* [Exercise brief] Please say what the fictional Alzheimer's cure is called in the text about seeing Rise of the Planet of the Apes.

* [Page text]
Every now and then, I just have to go see a movie. A few weeks ago I saw The Smurfs with my grandchildren and daughter-in-law. I can relate to that show because I used to watch The Smurfs on TV with my kids when they were little. Jim and I even used the “Not far now” description when we were traveling, although sometimes our destination was still far, far away.
I really wanted to see something that wasn’t animated and thought Rise of the Planet of the Apes looked interesting. My memories of the Planet of the Apes original movie were fuzzy, but I remembered the story was intriguing and that the apes were more human than humans.
It didn’t take long to realize Alzheimer’s played a key role in the Rise of the Planet of the Apes. Will, a researcher, discovered a cure for Alzheimer’s and the apes it was tested on became highly intelligent. Like too many miracle drugs, the fictional ALZ112 had deadly side effects. Apes became highly intelligent and human died from a virus.

* [Stored data entries]
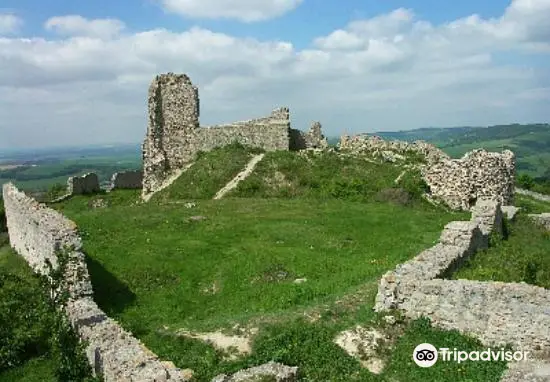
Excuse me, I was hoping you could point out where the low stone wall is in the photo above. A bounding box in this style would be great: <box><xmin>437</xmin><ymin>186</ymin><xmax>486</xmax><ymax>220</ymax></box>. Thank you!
<box><xmin>422</xmin><ymin>149</ymin><xmax>515</xmax><ymax>210</ymax></box>
<box><xmin>514</xmin><ymin>188</ymin><xmax>550</xmax><ymax>202</ymax></box>
<box><xmin>67</xmin><ymin>172</ymin><xmax>101</xmax><ymax>195</ymax></box>
<box><xmin>529</xmin><ymin>212</ymin><xmax>550</xmax><ymax>231</ymax></box>
<box><xmin>375</xmin><ymin>199</ymin><xmax>550</xmax><ymax>356</ymax></box>
<box><xmin>3</xmin><ymin>183</ymin><xmax>189</xmax><ymax>382</ymax></box>
<box><xmin>338</xmin><ymin>134</ymin><xmax>450</xmax><ymax>164</ymax></box>
<box><xmin>110</xmin><ymin>171</ymin><xmax>143</xmax><ymax>190</ymax></box>
<box><xmin>290</xmin><ymin>122</ymin><xmax>328</xmax><ymax>150</ymax></box>
<box><xmin>198</xmin><ymin>108</ymin><xmax>290</xmax><ymax>152</ymax></box>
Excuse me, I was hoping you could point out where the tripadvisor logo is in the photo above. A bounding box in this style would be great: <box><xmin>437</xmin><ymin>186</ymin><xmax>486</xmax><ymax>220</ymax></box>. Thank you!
<box><xmin>413</xmin><ymin>344</ymin><xmax>437</xmax><ymax>367</ymax></box>
<box><xmin>413</xmin><ymin>343</ymin><xmax>529</xmax><ymax>367</ymax></box>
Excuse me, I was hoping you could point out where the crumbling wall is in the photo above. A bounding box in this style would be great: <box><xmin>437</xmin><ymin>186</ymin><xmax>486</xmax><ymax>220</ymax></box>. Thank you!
<box><xmin>198</xmin><ymin>108</ymin><xmax>290</xmax><ymax>151</ymax></box>
<box><xmin>338</xmin><ymin>134</ymin><xmax>450</xmax><ymax>164</ymax></box>
<box><xmin>3</xmin><ymin>183</ymin><xmax>189</xmax><ymax>382</ymax></box>
<box><xmin>142</xmin><ymin>73</ymin><xmax>199</xmax><ymax>194</ymax></box>
<box><xmin>375</xmin><ymin>199</ymin><xmax>550</xmax><ymax>355</ymax></box>
<box><xmin>422</xmin><ymin>149</ymin><xmax>515</xmax><ymax>210</ymax></box>
<box><xmin>290</xmin><ymin>122</ymin><xmax>328</xmax><ymax>150</ymax></box>
<box><xmin>67</xmin><ymin>172</ymin><xmax>101</xmax><ymax>195</ymax></box>
<box><xmin>142</xmin><ymin>73</ymin><xmax>332</xmax><ymax>200</ymax></box>
<box><xmin>110</xmin><ymin>170</ymin><xmax>143</xmax><ymax>190</ymax></box>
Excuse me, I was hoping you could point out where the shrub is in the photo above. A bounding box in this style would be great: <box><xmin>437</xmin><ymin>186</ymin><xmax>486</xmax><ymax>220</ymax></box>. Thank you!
<box><xmin>517</xmin><ymin>174</ymin><xmax>535</xmax><ymax>190</ymax></box>
<box><xmin>376</xmin><ymin>188</ymin><xmax>412</xmax><ymax>206</ymax></box>
<box><xmin>0</xmin><ymin>196</ymin><xmax>8</xmax><ymax>232</ymax></box>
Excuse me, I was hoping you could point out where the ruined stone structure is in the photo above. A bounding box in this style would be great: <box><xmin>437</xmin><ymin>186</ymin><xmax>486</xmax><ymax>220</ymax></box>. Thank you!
<box><xmin>338</xmin><ymin>134</ymin><xmax>450</xmax><ymax>164</ymax></box>
<box><xmin>3</xmin><ymin>183</ymin><xmax>189</xmax><ymax>382</ymax></box>
<box><xmin>67</xmin><ymin>172</ymin><xmax>100</xmax><ymax>195</ymax></box>
<box><xmin>2</xmin><ymin>183</ymin><xmax>298</xmax><ymax>382</ymax></box>
<box><xmin>422</xmin><ymin>149</ymin><xmax>515</xmax><ymax>210</ymax></box>
<box><xmin>375</xmin><ymin>199</ymin><xmax>550</xmax><ymax>357</ymax></box>
<box><xmin>290</xmin><ymin>122</ymin><xmax>328</xmax><ymax>150</ymax></box>
<box><xmin>110</xmin><ymin>171</ymin><xmax>143</xmax><ymax>190</ymax></box>
<box><xmin>339</xmin><ymin>135</ymin><xmax>515</xmax><ymax>210</ymax></box>
<box><xmin>142</xmin><ymin>73</ymin><xmax>330</xmax><ymax>197</ymax></box>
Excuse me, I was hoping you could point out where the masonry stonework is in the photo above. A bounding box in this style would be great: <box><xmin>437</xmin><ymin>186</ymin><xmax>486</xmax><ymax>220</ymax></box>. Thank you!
<box><xmin>375</xmin><ymin>199</ymin><xmax>550</xmax><ymax>357</ymax></box>
<box><xmin>290</xmin><ymin>122</ymin><xmax>328</xmax><ymax>150</ymax></box>
<box><xmin>67</xmin><ymin>172</ymin><xmax>101</xmax><ymax>195</ymax></box>
<box><xmin>339</xmin><ymin>134</ymin><xmax>515</xmax><ymax>210</ymax></box>
<box><xmin>3</xmin><ymin>183</ymin><xmax>189</xmax><ymax>382</ymax></box>
<box><xmin>142</xmin><ymin>73</ymin><xmax>330</xmax><ymax>199</ymax></box>
<box><xmin>422</xmin><ymin>149</ymin><xmax>515</xmax><ymax>210</ymax></box>
<box><xmin>110</xmin><ymin>171</ymin><xmax>143</xmax><ymax>190</ymax></box>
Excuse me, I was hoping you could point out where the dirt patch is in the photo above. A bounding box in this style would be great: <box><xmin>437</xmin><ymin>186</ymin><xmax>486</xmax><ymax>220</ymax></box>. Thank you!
<box><xmin>177</xmin><ymin>328</ymin><xmax>258</xmax><ymax>359</ymax></box>
<box><xmin>334</xmin><ymin>325</ymin><xmax>391</xmax><ymax>374</ymax></box>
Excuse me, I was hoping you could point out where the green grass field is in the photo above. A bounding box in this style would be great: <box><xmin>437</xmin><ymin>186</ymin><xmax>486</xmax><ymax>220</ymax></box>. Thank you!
<box><xmin>0</xmin><ymin>145</ymin><xmax>547</xmax><ymax>382</ymax></box>
<box><xmin>46</xmin><ymin>146</ymin><xmax>505</xmax><ymax>381</ymax></box>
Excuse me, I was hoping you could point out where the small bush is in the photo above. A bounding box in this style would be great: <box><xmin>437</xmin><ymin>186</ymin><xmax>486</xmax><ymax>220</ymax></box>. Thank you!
<box><xmin>523</xmin><ymin>261</ymin><xmax>539</xmax><ymax>285</ymax></box>
<box><xmin>376</xmin><ymin>188</ymin><xmax>412</xmax><ymax>206</ymax></box>
<box><xmin>0</xmin><ymin>196</ymin><xmax>8</xmax><ymax>232</ymax></box>
<box><xmin>517</xmin><ymin>174</ymin><xmax>535</xmax><ymax>190</ymax></box>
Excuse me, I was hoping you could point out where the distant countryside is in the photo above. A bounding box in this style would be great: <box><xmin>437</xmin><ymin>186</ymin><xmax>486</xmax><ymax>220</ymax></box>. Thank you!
<box><xmin>0</xmin><ymin>124</ymin><xmax>550</xmax><ymax>196</ymax></box>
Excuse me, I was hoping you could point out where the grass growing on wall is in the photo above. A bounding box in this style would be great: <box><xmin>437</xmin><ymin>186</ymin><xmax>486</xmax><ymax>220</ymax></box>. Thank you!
<box><xmin>514</xmin><ymin>194</ymin><xmax>550</xmax><ymax>214</ymax></box>
<box><xmin>453</xmin><ymin>214</ymin><xmax>550</xmax><ymax>289</ymax></box>
<box><xmin>151</xmin><ymin>143</ymin><xmax>260</xmax><ymax>203</ymax></box>
<box><xmin>0</xmin><ymin>246</ymin><xmax>98</xmax><ymax>382</ymax></box>
<box><xmin>230</xmin><ymin>151</ymin><xmax>416</xmax><ymax>201</ymax></box>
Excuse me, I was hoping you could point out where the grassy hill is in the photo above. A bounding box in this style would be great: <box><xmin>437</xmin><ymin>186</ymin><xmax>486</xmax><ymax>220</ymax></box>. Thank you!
<box><xmin>45</xmin><ymin>145</ymin><xmax>520</xmax><ymax>382</ymax></box>
<box><xmin>4</xmin><ymin>145</ymin><xmax>550</xmax><ymax>382</ymax></box>
<box><xmin>375</xmin><ymin>124</ymin><xmax>550</xmax><ymax>179</ymax></box>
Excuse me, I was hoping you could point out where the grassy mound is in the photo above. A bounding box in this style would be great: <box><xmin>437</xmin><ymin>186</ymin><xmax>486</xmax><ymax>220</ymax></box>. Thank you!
<box><xmin>453</xmin><ymin>214</ymin><xmax>550</xmax><ymax>289</ymax></box>
<box><xmin>230</xmin><ymin>151</ymin><xmax>430</xmax><ymax>201</ymax></box>
<box><xmin>151</xmin><ymin>143</ymin><xmax>260</xmax><ymax>203</ymax></box>
<box><xmin>514</xmin><ymin>194</ymin><xmax>550</xmax><ymax>214</ymax></box>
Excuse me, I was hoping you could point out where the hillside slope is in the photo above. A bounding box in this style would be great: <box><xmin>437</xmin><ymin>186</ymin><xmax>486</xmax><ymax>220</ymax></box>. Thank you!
<box><xmin>375</xmin><ymin>124</ymin><xmax>550</xmax><ymax>179</ymax></box>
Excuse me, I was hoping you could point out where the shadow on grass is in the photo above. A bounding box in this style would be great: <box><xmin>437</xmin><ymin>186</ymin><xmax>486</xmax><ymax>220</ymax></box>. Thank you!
<box><xmin>86</xmin><ymin>255</ymin><xmax>136</xmax><ymax>316</ymax></box>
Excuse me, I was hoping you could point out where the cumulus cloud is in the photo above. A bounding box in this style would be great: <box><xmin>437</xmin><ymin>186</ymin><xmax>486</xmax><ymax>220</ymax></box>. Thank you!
<box><xmin>161</xmin><ymin>0</ymin><xmax>303</xmax><ymax>22</ymax></box>
<box><xmin>0</xmin><ymin>12</ymin><xmax>23</xmax><ymax>35</ymax></box>
<box><xmin>0</xmin><ymin>0</ymin><xmax>550</xmax><ymax>146</ymax></box>
<box><xmin>44</xmin><ymin>15</ymin><xmax>125</xmax><ymax>38</ymax></box>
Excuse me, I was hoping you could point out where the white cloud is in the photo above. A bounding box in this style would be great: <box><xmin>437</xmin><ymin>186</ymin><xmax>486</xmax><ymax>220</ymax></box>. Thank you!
<box><xmin>0</xmin><ymin>13</ymin><xmax>23</xmax><ymax>35</ymax></box>
<box><xmin>160</xmin><ymin>0</ymin><xmax>303</xmax><ymax>22</ymax></box>
<box><xmin>44</xmin><ymin>15</ymin><xmax>125</xmax><ymax>38</ymax></box>
<box><xmin>0</xmin><ymin>0</ymin><xmax>550</xmax><ymax>146</ymax></box>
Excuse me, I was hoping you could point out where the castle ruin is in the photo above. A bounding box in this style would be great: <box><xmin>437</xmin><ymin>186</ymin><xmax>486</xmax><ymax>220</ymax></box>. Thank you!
<box><xmin>142</xmin><ymin>73</ymin><xmax>327</xmax><ymax>196</ymax></box>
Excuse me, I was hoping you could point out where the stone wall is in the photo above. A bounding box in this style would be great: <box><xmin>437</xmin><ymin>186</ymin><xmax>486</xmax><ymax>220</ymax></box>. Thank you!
<box><xmin>142</xmin><ymin>73</ymin><xmax>199</xmax><ymax>194</ymax></box>
<box><xmin>529</xmin><ymin>212</ymin><xmax>550</xmax><ymax>231</ymax></box>
<box><xmin>198</xmin><ymin>108</ymin><xmax>290</xmax><ymax>151</ymax></box>
<box><xmin>67</xmin><ymin>172</ymin><xmax>100</xmax><ymax>195</ymax></box>
<box><xmin>422</xmin><ymin>149</ymin><xmax>515</xmax><ymax>210</ymax></box>
<box><xmin>110</xmin><ymin>170</ymin><xmax>143</xmax><ymax>190</ymax></box>
<box><xmin>338</xmin><ymin>134</ymin><xmax>450</xmax><ymax>164</ymax></box>
<box><xmin>339</xmin><ymin>135</ymin><xmax>515</xmax><ymax>210</ymax></box>
<box><xmin>3</xmin><ymin>183</ymin><xmax>189</xmax><ymax>382</ymax></box>
<box><xmin>514</xmin><ymin>188</ymin><xmax>550</xmax><ymax>202</ymax></box>
<box><xmin>142</xmin><ymin>73</ymin><xmax>328</xmax><ymax>199</ymax></box>
<box><xmin>375</xmin><ymin>199</ymin><xmax>550</xmax><ymax>356</ymax></box>
<box><xmin>290</xmin><ymin>122</ymin><xmax>328</xmax><ymax>150</ymax></box>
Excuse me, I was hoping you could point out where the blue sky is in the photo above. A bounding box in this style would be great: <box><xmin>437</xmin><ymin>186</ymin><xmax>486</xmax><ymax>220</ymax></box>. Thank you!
<box><xmin>0</xmin><ymin>0</ymin><xmax>550</xmax><ymax>149</ymax></box>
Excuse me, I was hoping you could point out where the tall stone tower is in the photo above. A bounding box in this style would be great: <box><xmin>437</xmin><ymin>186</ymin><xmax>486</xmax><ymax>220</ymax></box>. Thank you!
<box><xmin>142</xmin><ymin>73</ymin><xmax>199</xmax><ymax>196</ymax></box>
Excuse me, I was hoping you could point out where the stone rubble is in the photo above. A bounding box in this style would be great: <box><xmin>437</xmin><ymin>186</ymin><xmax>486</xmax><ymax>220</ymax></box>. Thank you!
<box><xmin>212</xmin><ymin>362</ymin><xmax>298</xmax><ymax>382</ymax></box>
<box><xmin>142</xmin><ymin>73</ymin><xmax>328</xmax><ymax>200</ymax></box>
<box><xmin>3</xmin><ymin>183</ymin><xmax>194</xmax><ymax>382</ymax></box>
<box><xmin>375</xmin><ymin>199</ymin><xmax>550</xmax><ymax>357</ymax></box>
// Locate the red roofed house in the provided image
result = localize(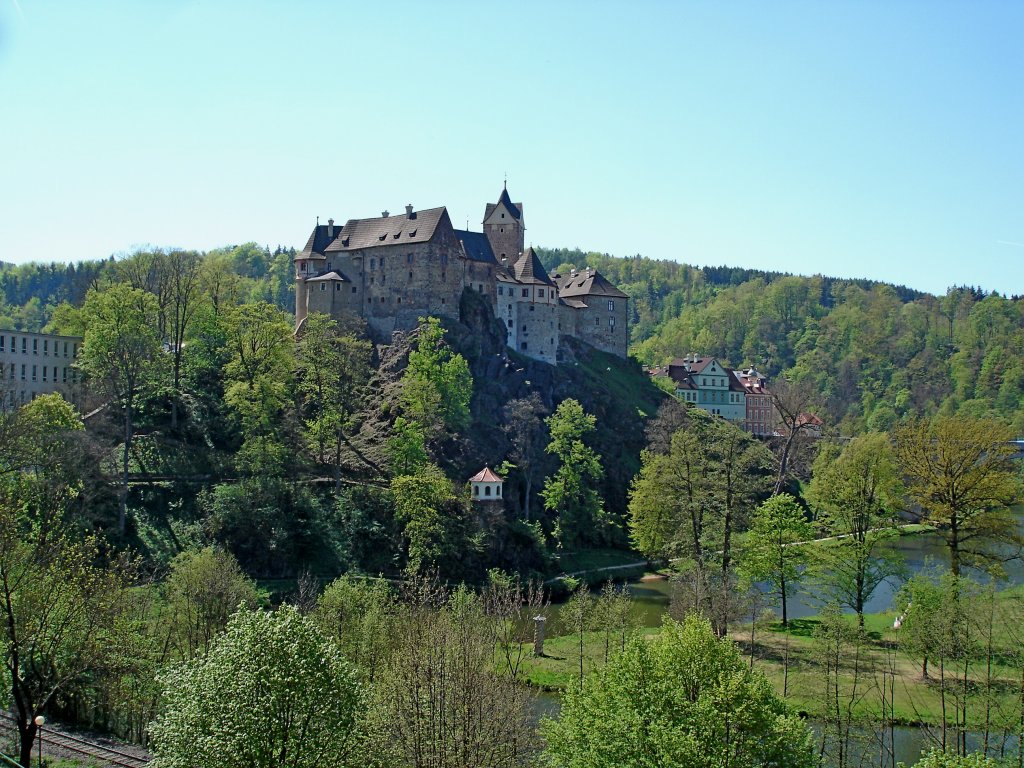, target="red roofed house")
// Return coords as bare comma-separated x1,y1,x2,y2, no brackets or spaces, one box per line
469,467,505,502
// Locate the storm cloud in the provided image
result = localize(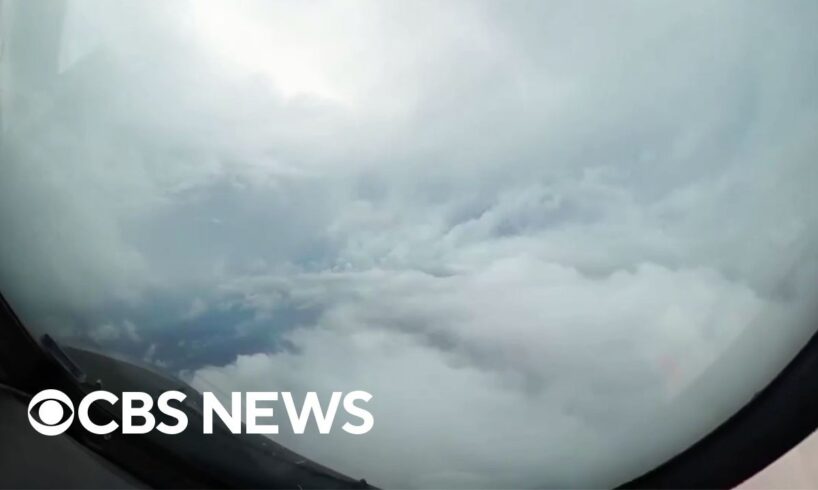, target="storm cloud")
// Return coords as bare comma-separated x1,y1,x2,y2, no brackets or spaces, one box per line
0,0,818,487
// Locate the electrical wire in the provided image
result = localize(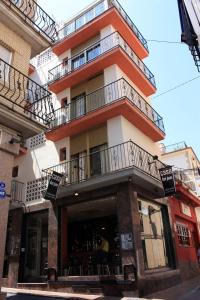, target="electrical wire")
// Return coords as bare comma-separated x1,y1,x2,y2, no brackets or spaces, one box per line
147,40,185,45
152,75,200,99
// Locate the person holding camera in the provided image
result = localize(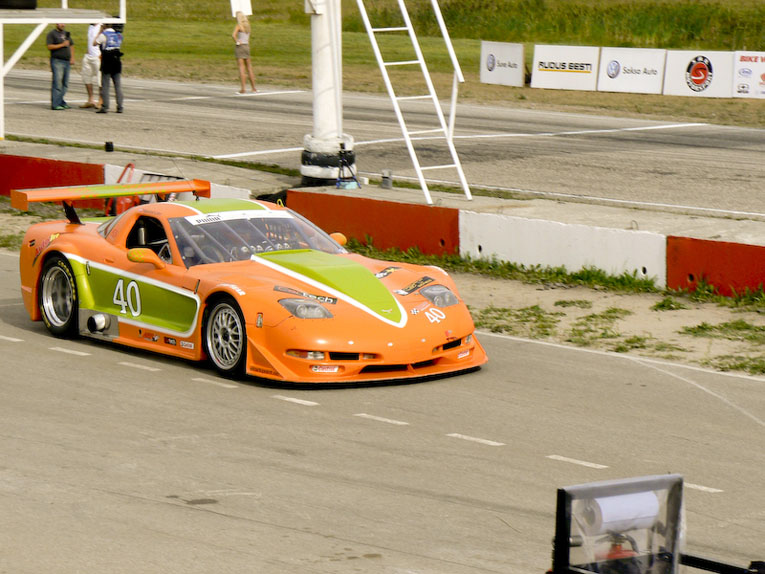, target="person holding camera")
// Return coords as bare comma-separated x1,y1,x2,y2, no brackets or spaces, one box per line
93,24,123,114
231,12,258,94
45,24,74,110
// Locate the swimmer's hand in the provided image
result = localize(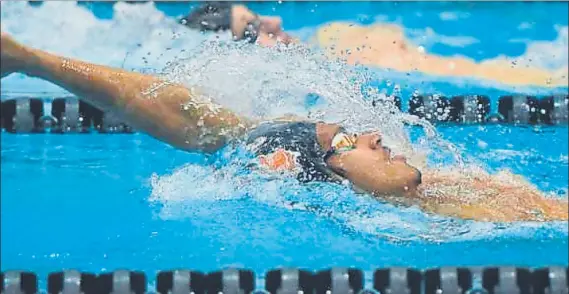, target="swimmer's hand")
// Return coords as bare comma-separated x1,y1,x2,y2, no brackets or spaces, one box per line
273,113,306,122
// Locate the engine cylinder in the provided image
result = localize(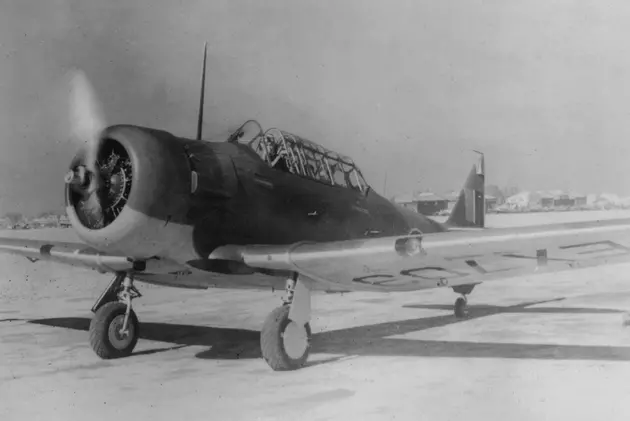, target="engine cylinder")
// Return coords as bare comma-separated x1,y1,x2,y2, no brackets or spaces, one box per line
66,125,194,259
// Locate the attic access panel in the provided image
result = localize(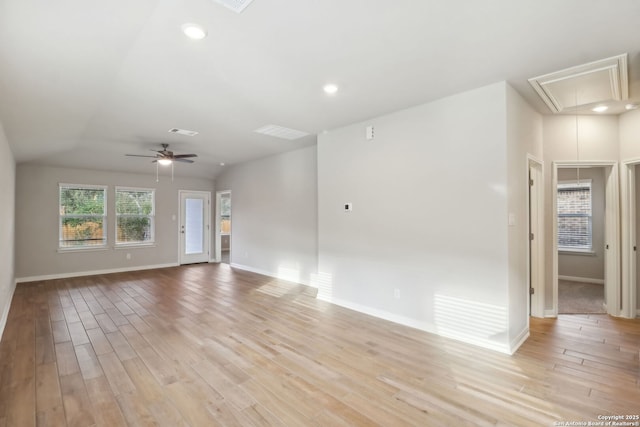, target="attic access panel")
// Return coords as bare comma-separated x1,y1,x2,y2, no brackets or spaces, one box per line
214,0,253,13
529,53,629,113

* [Output of the task] ALZ112